> STATED GOAL: Count the lines in the data below that contain the string "query". Give only the number.

--- Start of DATA PROVIDED ---

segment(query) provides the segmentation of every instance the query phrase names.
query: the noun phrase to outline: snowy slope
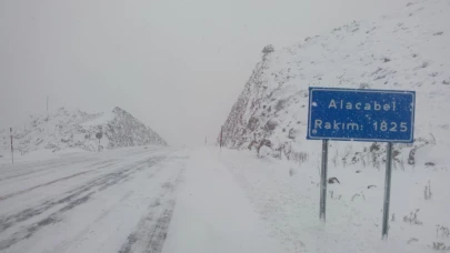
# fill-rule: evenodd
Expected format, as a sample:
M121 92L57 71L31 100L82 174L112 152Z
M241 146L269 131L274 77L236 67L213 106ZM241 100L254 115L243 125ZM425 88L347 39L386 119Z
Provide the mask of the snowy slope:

--- End of DATA PROVIDED ---
--- Start of DATA PROVIDED ---

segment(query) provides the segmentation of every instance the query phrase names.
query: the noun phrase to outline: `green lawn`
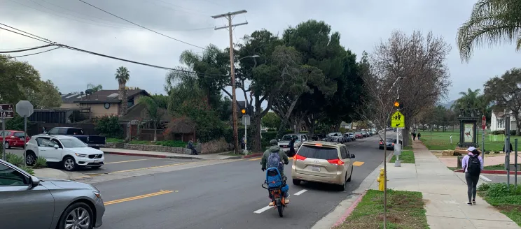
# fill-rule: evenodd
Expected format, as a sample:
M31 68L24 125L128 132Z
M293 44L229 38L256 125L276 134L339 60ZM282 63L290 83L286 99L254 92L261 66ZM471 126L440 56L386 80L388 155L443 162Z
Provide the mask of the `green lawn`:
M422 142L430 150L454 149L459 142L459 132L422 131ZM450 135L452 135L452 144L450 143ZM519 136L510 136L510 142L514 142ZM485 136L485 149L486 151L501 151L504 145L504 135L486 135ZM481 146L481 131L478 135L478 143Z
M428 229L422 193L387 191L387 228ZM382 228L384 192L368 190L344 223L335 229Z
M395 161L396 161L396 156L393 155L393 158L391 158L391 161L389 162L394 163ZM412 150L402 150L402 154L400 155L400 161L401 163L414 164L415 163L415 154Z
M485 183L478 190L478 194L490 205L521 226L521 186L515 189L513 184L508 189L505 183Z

--- End of DATA PROVIDED ---

> IN RESPONSE: 4